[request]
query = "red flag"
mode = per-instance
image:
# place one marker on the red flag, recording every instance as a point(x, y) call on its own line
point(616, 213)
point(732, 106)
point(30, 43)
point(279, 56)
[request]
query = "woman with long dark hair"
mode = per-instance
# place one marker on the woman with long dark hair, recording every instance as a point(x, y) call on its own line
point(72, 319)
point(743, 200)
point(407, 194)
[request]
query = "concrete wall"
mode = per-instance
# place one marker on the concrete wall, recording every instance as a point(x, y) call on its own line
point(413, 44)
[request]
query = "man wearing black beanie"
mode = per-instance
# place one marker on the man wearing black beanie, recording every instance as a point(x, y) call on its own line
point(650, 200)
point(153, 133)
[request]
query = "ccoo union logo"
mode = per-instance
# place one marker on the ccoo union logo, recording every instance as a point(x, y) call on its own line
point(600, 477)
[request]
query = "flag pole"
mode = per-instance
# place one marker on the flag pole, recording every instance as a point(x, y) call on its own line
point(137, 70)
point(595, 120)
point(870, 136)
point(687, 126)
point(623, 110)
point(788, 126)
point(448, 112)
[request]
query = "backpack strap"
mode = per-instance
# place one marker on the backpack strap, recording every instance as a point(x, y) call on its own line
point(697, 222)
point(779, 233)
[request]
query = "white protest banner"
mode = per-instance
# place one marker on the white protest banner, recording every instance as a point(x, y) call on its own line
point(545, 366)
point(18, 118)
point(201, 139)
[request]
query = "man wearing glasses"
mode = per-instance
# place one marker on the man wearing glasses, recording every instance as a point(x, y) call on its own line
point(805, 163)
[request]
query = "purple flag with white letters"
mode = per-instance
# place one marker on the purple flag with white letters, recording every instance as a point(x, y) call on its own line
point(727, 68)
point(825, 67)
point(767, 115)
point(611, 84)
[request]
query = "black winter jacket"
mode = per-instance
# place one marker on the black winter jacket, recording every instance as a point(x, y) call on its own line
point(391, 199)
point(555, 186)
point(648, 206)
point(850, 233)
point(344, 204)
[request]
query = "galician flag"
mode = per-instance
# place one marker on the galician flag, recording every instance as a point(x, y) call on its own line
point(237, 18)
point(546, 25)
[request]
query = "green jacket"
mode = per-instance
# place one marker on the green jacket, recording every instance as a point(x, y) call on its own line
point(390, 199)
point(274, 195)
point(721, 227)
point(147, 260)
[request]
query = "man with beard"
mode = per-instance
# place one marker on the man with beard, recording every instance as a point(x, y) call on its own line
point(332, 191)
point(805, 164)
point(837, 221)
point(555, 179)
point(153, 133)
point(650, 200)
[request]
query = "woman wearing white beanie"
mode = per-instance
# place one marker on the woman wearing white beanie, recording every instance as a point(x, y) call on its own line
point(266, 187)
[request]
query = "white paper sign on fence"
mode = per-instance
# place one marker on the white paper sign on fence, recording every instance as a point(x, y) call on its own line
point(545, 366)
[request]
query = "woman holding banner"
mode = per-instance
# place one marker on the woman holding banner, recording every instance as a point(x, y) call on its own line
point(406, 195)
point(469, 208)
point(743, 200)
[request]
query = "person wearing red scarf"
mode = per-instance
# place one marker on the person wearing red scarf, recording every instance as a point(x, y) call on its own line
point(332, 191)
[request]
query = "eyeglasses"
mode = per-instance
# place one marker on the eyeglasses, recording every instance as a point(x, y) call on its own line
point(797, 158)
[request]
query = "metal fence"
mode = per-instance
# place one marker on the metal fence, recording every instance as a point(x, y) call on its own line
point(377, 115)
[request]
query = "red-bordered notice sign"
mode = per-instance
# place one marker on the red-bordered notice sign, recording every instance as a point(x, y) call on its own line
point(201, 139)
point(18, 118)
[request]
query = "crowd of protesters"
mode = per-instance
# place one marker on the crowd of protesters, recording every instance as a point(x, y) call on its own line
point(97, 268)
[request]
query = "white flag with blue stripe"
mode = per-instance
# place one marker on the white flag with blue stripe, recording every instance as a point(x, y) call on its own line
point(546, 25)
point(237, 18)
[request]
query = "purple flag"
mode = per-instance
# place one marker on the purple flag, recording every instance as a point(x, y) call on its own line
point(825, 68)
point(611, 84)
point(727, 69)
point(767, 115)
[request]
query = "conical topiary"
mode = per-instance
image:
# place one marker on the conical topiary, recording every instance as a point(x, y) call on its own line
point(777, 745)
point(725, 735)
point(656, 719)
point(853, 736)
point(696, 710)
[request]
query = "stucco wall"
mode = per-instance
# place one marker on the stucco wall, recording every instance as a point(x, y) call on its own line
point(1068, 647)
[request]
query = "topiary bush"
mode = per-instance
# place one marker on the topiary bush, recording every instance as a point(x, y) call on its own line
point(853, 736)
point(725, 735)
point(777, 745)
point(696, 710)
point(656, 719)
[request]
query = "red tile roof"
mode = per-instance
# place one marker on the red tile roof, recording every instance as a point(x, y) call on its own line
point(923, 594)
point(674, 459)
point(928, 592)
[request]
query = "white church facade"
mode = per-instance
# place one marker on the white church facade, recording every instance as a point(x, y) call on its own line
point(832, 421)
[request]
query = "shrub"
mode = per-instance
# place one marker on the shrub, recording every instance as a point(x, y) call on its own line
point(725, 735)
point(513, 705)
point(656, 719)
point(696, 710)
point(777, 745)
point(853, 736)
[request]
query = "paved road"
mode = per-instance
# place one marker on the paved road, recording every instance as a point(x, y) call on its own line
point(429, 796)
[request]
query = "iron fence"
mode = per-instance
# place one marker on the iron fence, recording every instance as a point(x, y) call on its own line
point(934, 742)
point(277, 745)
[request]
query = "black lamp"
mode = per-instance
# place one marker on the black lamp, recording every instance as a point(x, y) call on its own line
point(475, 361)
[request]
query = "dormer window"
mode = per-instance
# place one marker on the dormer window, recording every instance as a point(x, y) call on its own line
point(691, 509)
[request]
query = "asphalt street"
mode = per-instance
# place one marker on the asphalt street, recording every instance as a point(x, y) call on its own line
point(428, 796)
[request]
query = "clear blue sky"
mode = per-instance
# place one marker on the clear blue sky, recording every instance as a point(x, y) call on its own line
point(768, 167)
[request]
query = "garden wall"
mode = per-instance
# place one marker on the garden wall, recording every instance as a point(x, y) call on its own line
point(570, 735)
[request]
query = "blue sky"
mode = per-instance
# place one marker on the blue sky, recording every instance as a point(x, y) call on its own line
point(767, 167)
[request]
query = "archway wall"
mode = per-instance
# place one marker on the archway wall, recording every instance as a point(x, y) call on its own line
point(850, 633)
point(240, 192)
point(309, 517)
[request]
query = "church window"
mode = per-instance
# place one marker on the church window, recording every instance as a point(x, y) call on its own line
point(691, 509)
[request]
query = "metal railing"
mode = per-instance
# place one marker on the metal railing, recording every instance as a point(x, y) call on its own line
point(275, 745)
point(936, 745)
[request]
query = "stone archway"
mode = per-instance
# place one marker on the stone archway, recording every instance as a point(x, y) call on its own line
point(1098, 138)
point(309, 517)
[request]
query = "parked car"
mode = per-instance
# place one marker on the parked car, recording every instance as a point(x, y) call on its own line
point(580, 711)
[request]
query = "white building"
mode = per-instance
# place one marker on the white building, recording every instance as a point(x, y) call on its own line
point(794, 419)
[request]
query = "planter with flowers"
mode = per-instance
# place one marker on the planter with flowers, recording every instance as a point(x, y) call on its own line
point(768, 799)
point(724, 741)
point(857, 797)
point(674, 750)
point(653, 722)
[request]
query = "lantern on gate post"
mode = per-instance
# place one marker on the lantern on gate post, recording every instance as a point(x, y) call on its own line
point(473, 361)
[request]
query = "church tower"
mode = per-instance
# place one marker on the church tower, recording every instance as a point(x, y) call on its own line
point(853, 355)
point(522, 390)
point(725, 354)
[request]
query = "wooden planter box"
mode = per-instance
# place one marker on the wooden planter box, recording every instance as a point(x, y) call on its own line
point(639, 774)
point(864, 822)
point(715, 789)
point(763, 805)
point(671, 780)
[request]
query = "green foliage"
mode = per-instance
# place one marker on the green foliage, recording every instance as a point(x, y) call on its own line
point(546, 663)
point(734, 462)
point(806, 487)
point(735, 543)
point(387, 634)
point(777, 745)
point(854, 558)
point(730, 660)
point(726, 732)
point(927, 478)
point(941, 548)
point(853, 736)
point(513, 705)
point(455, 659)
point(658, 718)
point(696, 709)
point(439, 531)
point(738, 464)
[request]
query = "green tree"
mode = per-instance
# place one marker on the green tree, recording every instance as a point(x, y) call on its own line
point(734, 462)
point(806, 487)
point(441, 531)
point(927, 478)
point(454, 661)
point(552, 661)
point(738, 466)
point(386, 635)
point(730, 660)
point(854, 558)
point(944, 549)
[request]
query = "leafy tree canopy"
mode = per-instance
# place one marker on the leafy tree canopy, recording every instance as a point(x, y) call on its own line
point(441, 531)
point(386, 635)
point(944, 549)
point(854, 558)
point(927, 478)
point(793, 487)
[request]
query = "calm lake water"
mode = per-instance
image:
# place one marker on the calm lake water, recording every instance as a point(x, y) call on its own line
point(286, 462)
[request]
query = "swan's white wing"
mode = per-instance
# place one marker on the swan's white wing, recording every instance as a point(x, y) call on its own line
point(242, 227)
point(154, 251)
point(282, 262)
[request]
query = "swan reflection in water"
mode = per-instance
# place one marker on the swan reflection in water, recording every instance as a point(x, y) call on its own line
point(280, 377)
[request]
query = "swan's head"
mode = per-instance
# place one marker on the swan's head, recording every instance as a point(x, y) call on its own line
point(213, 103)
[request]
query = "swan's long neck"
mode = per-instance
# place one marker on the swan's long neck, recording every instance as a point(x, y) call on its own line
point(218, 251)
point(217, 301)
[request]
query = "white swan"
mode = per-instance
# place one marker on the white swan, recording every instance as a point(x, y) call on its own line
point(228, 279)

- **The task**
Rename "concrete wall" to "brick wall" in the part of the listing that opens with its first line and closes with the line containing "point(600, 477)". Give those lines again, leaving everything else unchanged.

- **Completed exercise**
[request]
query = "red flag"
mode = per-instance
image:
# place one marker on the red flag, recording every instance as a point(x, y) call on its own line
point(616, 213)
point(732, 106)
point(30, 43)
point(279, 56)
[request]
query = "woman with long dark hair"
mode = per-instance
# place one marker on the woman with long dark hair, recording every instance as a point(x, y) call on its own line
point(72, 319)
point(743, 200)
point(407, 194)
[request]
query = "brick wall"
mode = per-instance
# place one marker on the brick wall, recording every instance as a point(x, y) call on its own line
point(413, 44)
[request]
query = "man wearing black beanie"
mode = per-instance
# place one marker on the man wearing black beanie, recording every instance as a point(x, y) call on its own line
point(650, 200)
point(153, 133)
[request]
query = "ccoo union logo"
mode = per-instance
# place one marker on the ccoo union logo, recording every instance as a point(x, y) call on its own line
point(600, 477)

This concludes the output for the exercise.